---------- Dataset records ----------
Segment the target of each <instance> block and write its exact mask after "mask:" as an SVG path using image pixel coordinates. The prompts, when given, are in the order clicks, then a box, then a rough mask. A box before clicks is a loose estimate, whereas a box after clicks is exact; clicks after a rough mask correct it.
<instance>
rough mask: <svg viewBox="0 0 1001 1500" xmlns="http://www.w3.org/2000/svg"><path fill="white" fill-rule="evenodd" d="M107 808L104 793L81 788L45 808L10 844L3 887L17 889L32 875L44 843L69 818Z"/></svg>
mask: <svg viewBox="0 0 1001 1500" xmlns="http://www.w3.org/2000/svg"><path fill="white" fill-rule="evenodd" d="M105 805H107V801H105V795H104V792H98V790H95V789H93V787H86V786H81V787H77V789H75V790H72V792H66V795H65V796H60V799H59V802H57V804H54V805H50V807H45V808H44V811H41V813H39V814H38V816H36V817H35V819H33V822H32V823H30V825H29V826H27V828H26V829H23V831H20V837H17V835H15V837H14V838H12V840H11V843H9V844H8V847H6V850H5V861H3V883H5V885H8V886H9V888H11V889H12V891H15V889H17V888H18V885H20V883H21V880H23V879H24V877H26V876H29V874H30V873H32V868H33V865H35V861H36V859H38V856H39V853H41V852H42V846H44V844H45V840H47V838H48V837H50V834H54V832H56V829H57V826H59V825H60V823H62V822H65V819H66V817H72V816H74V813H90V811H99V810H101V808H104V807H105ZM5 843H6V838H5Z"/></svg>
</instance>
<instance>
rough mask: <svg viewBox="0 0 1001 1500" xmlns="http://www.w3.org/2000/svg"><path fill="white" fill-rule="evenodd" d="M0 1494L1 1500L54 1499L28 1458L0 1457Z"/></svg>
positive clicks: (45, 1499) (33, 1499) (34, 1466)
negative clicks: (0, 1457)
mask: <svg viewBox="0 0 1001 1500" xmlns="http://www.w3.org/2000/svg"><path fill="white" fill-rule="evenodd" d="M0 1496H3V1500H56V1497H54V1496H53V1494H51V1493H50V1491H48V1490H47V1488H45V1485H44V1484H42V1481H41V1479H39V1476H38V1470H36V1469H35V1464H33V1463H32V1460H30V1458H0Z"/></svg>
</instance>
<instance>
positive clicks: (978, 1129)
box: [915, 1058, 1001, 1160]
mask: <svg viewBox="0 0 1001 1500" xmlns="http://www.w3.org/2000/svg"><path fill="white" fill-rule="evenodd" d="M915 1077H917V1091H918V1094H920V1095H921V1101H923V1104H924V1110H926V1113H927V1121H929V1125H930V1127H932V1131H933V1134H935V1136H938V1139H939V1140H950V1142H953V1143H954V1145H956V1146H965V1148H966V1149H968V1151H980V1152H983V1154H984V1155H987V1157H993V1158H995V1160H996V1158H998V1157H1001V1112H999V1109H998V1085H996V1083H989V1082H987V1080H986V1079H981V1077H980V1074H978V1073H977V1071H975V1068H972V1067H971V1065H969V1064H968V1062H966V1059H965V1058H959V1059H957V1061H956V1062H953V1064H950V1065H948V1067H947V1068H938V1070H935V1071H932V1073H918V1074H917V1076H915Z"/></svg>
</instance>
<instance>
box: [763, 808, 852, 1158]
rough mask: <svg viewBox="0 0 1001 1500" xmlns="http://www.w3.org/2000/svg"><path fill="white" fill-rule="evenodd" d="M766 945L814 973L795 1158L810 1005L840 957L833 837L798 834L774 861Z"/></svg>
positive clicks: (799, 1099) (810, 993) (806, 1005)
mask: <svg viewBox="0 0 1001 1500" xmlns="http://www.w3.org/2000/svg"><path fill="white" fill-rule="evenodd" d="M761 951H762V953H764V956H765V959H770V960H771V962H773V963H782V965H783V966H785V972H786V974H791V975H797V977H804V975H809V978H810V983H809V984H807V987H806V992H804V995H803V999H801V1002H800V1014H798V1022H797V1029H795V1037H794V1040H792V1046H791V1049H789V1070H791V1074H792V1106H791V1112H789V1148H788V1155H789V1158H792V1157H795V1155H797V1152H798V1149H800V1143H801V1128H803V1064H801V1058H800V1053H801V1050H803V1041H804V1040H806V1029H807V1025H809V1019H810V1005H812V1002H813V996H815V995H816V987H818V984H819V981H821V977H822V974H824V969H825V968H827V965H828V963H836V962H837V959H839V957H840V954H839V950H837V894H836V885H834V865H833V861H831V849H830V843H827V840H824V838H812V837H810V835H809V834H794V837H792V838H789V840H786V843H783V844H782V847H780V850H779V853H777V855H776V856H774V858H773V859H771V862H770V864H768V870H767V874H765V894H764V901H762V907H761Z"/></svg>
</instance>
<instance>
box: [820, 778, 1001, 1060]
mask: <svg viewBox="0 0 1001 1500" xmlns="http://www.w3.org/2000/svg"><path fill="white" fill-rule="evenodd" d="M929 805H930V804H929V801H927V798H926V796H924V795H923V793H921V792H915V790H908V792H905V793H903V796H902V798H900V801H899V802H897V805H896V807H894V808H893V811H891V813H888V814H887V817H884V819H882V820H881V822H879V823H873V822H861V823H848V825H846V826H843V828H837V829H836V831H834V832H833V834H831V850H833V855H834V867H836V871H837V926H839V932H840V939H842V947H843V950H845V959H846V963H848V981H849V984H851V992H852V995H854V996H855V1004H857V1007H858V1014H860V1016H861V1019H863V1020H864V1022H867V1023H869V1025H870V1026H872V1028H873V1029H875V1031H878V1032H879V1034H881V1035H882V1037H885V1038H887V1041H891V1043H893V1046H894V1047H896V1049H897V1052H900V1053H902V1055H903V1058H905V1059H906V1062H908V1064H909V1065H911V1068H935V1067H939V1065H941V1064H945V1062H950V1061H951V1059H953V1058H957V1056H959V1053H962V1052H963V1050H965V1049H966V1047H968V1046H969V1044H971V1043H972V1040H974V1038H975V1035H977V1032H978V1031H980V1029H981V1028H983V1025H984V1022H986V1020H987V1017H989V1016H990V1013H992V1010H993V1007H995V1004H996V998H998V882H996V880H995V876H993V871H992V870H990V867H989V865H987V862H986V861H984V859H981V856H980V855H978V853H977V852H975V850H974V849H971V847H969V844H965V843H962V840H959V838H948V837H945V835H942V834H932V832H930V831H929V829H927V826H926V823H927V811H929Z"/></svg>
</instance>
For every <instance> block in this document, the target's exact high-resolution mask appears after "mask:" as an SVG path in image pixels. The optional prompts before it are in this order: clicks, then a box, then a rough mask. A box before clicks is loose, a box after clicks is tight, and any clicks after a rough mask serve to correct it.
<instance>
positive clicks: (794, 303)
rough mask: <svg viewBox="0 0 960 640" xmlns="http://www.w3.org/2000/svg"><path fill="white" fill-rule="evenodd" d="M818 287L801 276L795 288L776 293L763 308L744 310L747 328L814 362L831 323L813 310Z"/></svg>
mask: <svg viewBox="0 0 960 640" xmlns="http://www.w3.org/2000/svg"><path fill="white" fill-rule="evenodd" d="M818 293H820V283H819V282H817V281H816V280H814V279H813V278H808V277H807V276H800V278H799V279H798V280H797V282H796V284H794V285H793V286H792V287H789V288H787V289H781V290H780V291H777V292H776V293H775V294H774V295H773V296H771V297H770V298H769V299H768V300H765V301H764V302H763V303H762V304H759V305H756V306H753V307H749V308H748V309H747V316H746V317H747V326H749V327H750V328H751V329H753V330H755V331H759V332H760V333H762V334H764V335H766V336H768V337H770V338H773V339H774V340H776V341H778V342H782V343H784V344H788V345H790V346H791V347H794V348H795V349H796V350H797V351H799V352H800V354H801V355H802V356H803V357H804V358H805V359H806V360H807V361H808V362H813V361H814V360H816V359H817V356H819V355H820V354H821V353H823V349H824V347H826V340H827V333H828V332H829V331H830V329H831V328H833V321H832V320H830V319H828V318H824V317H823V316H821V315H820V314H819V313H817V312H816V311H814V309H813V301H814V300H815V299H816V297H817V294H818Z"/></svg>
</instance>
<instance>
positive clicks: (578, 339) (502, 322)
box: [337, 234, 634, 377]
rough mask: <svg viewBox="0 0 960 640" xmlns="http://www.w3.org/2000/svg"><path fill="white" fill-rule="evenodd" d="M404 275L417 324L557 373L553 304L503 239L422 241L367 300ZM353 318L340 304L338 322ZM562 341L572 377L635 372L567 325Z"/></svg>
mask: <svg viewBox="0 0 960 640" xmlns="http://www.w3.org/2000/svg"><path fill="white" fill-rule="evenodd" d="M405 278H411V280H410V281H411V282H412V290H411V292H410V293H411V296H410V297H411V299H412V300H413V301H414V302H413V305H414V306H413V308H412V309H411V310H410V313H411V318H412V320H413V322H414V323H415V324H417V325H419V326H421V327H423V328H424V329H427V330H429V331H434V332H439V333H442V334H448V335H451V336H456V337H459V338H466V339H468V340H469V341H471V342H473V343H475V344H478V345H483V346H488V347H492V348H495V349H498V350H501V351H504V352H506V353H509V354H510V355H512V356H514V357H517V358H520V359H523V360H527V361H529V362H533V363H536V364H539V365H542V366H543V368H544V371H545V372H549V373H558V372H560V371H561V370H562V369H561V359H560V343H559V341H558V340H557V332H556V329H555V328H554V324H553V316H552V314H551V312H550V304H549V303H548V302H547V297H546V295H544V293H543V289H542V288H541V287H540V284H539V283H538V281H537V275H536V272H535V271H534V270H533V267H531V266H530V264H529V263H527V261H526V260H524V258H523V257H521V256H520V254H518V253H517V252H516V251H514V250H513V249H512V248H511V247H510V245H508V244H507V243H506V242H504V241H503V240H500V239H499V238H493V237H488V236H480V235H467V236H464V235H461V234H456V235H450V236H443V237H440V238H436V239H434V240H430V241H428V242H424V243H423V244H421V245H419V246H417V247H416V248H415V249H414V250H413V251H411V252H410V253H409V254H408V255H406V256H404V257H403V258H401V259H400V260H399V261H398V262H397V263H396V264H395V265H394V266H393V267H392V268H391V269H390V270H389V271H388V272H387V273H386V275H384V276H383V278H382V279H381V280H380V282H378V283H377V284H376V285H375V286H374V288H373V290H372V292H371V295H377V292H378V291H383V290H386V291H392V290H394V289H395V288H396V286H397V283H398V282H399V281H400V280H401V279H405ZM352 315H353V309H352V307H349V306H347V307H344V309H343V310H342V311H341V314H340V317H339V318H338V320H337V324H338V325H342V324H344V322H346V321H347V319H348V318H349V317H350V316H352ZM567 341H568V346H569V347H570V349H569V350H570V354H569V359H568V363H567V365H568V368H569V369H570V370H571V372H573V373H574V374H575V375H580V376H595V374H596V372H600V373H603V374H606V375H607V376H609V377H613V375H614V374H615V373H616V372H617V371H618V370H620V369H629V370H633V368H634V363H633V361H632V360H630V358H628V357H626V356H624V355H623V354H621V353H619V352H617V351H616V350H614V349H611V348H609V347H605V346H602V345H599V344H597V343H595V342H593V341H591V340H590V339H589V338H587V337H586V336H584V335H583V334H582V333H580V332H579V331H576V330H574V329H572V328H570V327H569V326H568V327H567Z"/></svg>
----------
Each line of the material that contains the string "exact" has to be copied out.

#### [Response below]
Segment the target of each <instance> block and write its exact mask after "mask:" as an SVG path using image pixel coordinates. The prompts, when given, are in the order clicks, then a box, then a rough mask. A box before clicks is a loose estimate, whereas a box after clicks is exact; clicks after a rough mask correct it.
For every <instance> block in this document, the target's exact high-resolution mask appears after "mask:" as an SVG path in image pixels. The optional prompts before it are in this order: clicks, then a box, then a rough mask. A box before clicks is loose, a box after clicks is tight, and any clicks after a rough mask serve to correct it.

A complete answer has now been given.